## Data
==================================================

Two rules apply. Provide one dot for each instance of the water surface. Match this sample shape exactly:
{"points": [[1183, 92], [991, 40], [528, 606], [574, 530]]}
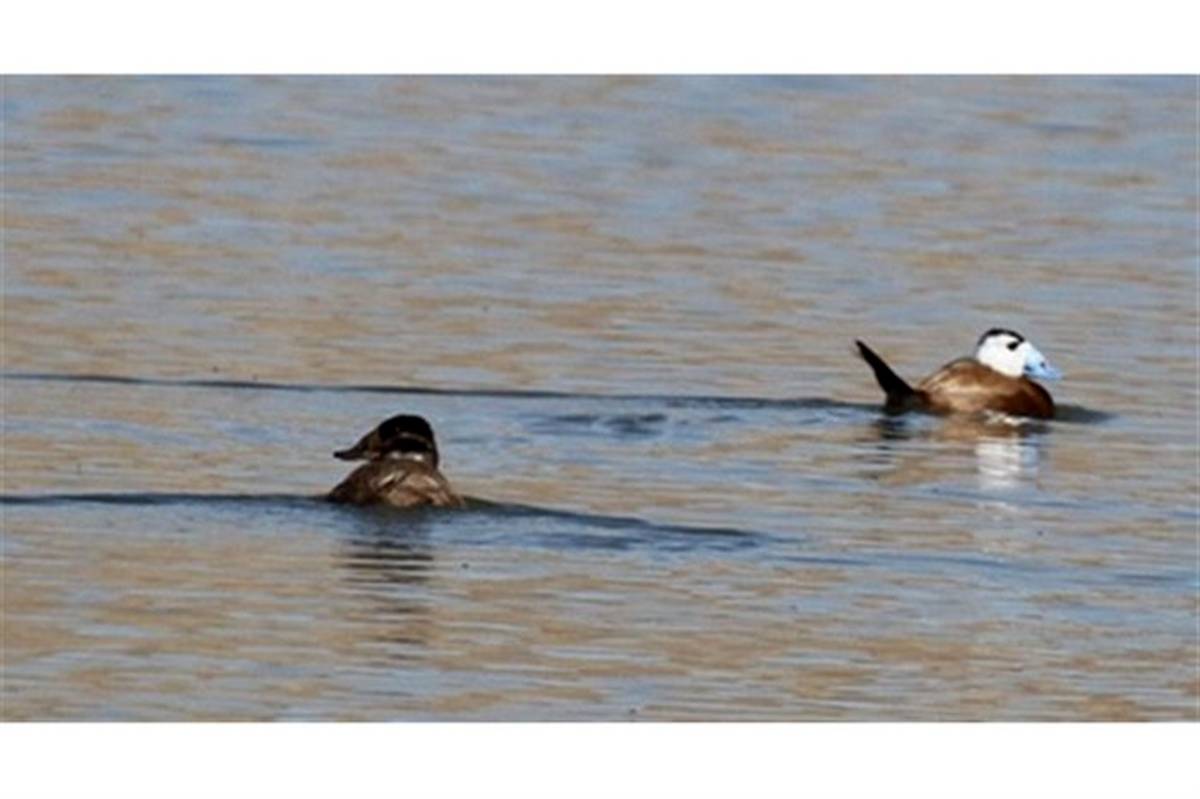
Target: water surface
{"points": [[628, 307]]}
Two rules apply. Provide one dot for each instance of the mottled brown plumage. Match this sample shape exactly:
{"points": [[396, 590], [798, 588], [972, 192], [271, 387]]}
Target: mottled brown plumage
{"points": [[400, 482], [401, 469]]}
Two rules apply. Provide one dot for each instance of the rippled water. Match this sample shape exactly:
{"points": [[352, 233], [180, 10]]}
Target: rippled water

==================================================

## About this exercise
With the images omitted, output all entries exactly as given.

## Exercise result
Two rules apply. Provide one dot for each instance of the water surface. Match this sample shape exactly:
{"points": [[1183, 92], [991, 40], [528, 606], [574, 530]]}
Target: water surface
{"points": [[628, 307]]}
Two rules apply. Provide one dot for each instance of the mottled brown plumage. Match this sample shape exactly:
{"points": [[396, 590], [798, 588], [972, 192], [271, 387]]}
Target: mottled brown plumage
{"points": [[400, 482], [401, 469]]}
Two rules apply. Provide one dot for each instance of the rippled water. Match this sample shape exactly:
{"points": [[352, 233], [180, 10]]}
Target: rippled water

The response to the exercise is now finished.